#### DATA ENTRIES:
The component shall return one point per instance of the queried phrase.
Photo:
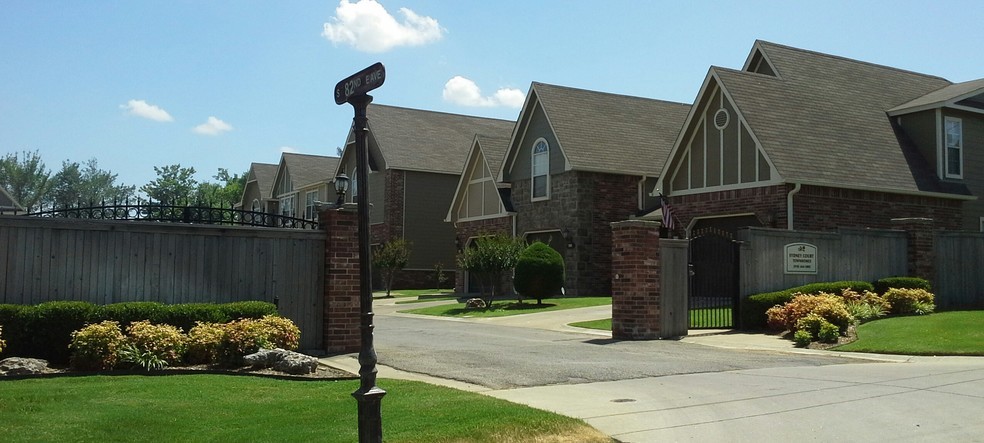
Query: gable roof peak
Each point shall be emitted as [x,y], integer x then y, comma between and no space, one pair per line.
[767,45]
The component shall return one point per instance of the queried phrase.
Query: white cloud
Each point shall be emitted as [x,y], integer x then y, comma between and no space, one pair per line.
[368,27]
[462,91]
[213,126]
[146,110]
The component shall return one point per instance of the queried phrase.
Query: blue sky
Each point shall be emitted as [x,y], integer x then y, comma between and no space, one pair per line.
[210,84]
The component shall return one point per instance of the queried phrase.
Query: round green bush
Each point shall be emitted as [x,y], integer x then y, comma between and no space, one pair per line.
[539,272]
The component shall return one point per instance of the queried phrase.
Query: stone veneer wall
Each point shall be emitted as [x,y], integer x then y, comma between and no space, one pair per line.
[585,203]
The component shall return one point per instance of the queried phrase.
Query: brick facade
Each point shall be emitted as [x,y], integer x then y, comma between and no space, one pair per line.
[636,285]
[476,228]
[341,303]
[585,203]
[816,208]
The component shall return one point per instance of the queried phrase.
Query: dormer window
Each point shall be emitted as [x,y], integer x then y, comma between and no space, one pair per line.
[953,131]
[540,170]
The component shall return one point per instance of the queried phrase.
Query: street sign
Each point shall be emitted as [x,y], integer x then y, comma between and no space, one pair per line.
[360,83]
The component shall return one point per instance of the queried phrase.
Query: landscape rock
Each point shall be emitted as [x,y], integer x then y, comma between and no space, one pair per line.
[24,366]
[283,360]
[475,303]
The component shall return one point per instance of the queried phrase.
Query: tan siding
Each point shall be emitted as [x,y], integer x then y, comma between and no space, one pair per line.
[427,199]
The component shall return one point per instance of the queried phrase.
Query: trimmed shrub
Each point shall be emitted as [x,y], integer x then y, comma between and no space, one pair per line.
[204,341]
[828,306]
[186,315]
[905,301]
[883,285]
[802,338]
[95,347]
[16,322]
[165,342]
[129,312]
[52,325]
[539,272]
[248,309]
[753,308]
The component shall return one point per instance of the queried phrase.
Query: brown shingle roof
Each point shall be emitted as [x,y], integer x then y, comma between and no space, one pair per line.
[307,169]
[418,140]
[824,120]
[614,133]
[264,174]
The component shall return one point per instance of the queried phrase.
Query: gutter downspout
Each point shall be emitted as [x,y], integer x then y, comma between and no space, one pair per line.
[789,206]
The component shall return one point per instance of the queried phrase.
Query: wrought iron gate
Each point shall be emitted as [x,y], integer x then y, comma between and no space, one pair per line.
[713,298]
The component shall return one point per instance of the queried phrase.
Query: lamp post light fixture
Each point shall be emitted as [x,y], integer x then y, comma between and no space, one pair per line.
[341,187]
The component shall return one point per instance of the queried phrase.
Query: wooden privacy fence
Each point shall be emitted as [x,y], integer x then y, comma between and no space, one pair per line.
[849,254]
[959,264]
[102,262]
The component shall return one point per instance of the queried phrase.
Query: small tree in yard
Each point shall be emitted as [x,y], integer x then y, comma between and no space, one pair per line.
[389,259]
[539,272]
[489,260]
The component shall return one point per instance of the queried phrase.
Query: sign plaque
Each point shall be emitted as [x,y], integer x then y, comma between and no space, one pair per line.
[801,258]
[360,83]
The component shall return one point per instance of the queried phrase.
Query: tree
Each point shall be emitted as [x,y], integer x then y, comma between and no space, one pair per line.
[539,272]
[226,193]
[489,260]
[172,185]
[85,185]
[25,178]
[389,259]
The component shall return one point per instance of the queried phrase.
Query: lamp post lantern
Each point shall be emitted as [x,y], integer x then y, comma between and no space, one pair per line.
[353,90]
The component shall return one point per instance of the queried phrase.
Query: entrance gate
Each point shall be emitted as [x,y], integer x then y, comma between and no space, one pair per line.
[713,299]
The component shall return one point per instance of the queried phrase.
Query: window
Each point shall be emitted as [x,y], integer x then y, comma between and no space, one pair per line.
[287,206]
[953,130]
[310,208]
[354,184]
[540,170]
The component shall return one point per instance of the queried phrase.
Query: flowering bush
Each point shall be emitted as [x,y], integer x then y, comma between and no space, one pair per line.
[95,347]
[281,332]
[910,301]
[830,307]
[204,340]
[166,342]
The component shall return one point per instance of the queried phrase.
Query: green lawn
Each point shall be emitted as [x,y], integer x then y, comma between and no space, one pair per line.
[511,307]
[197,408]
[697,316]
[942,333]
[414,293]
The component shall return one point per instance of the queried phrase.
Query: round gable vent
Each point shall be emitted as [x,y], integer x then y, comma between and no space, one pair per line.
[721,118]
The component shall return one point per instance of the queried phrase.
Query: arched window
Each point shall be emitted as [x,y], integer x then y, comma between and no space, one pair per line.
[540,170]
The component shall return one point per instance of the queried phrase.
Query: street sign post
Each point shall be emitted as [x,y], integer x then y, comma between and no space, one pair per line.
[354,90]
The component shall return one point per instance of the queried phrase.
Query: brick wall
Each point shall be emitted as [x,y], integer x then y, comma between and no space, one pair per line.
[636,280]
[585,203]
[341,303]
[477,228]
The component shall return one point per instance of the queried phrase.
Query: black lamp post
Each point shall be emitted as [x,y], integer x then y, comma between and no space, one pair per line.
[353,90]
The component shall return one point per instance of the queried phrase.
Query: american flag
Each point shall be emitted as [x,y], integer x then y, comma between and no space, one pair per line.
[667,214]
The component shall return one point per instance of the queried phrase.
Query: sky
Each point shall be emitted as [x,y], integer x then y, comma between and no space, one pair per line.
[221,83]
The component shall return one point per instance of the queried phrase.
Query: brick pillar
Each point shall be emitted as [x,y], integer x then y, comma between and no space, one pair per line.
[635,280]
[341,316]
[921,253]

#### WHAT NEEDS TO BE DONE:
Leave the images out and output the remaining material exactly as it stands.

#### THE RESPONSE:
The component shall return one point per instance of the queried phrase.
Photo:
Query: gable roof peak
Each point shall be emitted as [x,y], integer x then y, comma between and no space, one pair per line.
[767,45]
The component shall return one point per instance of the queried phrase.
Query: white cloud
Each point shall be emitted as [x,y], integer x then y, comma between and no space, one pair per line.
[368,27]
[462,91]
[213,126]
[146,110]
The component shall return one point per instance of the queried phrase.
Query: blue sky
Each point shall be emitted as [x,y], integer x then y, comma between and no space, one pair per line.
[210,84]
The component shall return one point per instance of the queried phrase.
Query: round green bush
Each point shall be emitted as [x,y], integer x then y, comma between and no space, one pair per line.
[539,272]
The component shall return one point per instance of the queried phrase.
Query: stone veneer wall
Each point shall be emitted as [x,y], integer x then y, comma between and no space, one pair per line.
[585,203]
The component shall return one point per instance of the queried phrase.
Query: brick facade
Each point shall be emitted as [x,y], integer x then y, comma between and no space, one pair per line.
[636,285]
[476,228]
[341,303]
[585,203]
[816,208]
The component shall return one point per instance of the queried phrase.
Query: dormer window
Each point shall be emitted as [x,y], integer x then y, comma between and no space, one pair per line.
[953,131]
[540,170]
The component shall return one point per instance of the queried phrase.
Query: street sign
Each point shall be emitted as [x,y], integer x then y, comma between and no space, one pair per line.
[360,83]
The component shall return one point per instance of the queried phrase.
Query: landscape rock
Each point shall be emitted as [x,y], integer x then y, comma between and no space, one pair per line.
[24,366]
[283,360]
[475,303]
The component shall return one point per instance of the queried phrase.
Query: tan siding
Each point shall be emitted as [x,y], integer x then y, comma between and no space, one pair per line.
[427,199]
The component shall return one point per instance of the queried phrase.
Query: trimmed shrub
Each point shall be emitted as [x,y], integer x then y, comma between and no space, one pair per line.
[204,341]
[828,306]
[186,315]
[905,301]
[883,285]
[802,338]
[95,347]
[16,322]
[165,342]
[129,312]
[52,325]
[539,272]
[248,309]
[753,308]
The component shall return one point per instance of the queried phrase.
Query: brown shingle roof
Each point shall be emitted as [x,y], integer x then y, comma between and no space, one pair per line.
[307,169]
[418,140]
[824,120]
[614,133]
[264,174]
The component shall return one point per instance of the queried phrase.
Query: gutter downspout
Each point shall be emitted as [x,y], integer x then y, comma between and no space, one pair per line.
[789,206]
The component shall return one point per instance of the queried phrase.
Query: wrought iron gate
Each point shall be emitted as [x,y], integer x then y, comma between and no space, one pair per line.
[713,298]
The component shall return one point per instance of the queried phrase.
Query: lamp post light fixture
Each point shall be emitted as [x,y], integer x then y, comma between and no space, one pair per line.
[341,187]
The component shall return one point per instance of the queried phrase.
Query: wooden privacy fence
Each point shall be emitted as [x,y], integer x then y, comma between and no space, one pair per line.
[849,254]
[959,264]
[102,262]
The component shall return one point per instance of the queried phrase.
Query: small tree in yard
Each point shall be emitted as [x,y], integer x then y, comma between and no space, one pair per line.
[389,259]
[539,272]
[489,260]
The component shall return one point per instance of the queried phrase.
Query: sign plaque
Each point shall be emitted as [x,y], integer x then y, comma between and no space, one pair per line.
[801,258]
[360,83]
The component shall return one point per instance of the queried phrase.
Query: tree
Each point shall be emitted as [x,y], integer x then y, comma between and no space, one pair per line.
[539,272]
[226,193]
[489,260]
[172,185]
[85,185]
[25,178]
[389,259]
The component shall return one point per instance of the queried phrase.
Query: lamp post lantern
Each point shall be emitted as [x,y], integer x then y, comma between and no space, one pair per line.
[353,90]
The component shall return one point per instance of the queried phrase.
Query: entrance gate
Each point shall be emitted as [x,y], integer x then y, comma between and no space, one pair per line.
[713,299]
The component shall return one point per instance of the queried phrase.
Query: window
Each point shall be emitted as [x,y], integer x then y, comma between and no space, one pair per line.
[287,206]
[953,130]
[310,208]
[354,184]
[540,170]
The component shall return one point per instance of the queried phrase.
Query: flowering bush
Each point shall be emitted as [x,y], integer x then y, comma between and no space, one pair per line.
[95,347]
[281,332]
[910,301]
[830,307]
[204,340]
[166,342]
The component shall return one point per instance of the queried phrase.
Query: green lawn
Each point shall be emitted as [x,y], integer x then y, comma between and no space, one pair per line.
[511,307]
[197,408]
[697,316]
[942,333]
[414,293]
The component shall return one point per instance of the queried phrase.
Query: round gable vent
Each point shall be emitted as [x,y], integer x then y, comma between and no space, one pair per line.
[721,118]
The component shall return one point per instance of the queried phrase.
Query: arched window
Each point shall be emitted as [x,y], integer x then y, comma between and no space, one pair per line.
[540,170]
The component shall return one point per instance of the queried phrase.
Query: street sign post
Each point shall be emitted as [x,y], integer x then y, comma between and no space, one pair per line.
[354,90]
The component shall return one point per instance of the queried phrase.
Query: brick wall
Each point shall be emitted as [x,y], integer x then y, comma between and no space, one pair per line.
[636,280]
[585,203]
[341,303]
[477,228]
The component shall return one point per instance of the queried phrase.
Query: black lamp post
Each point shall be emitted as [x,y], integer x then y, comma between and no space, one pair per line.
[353,90]
The component shall return one point per instance of the queried phrase.
Query: american flag
Each point shall be emitted as [x,y], integer x then y, comma between and no space, one pair per line.
[667,214]
The component shall return one point per instance of the queried phrase.
Query: sky
Each point shall be emitted as [x,y], integer x then y, comma between and no space, one pair per line.
[221,83]
The component shall return one point per instance of the queried phrase.
Query: brick pillar
Each point shall be emitted as [x,y], integer x then y, comma between and no space, one pair per line.
[635,280]
[341,316]
[921,253]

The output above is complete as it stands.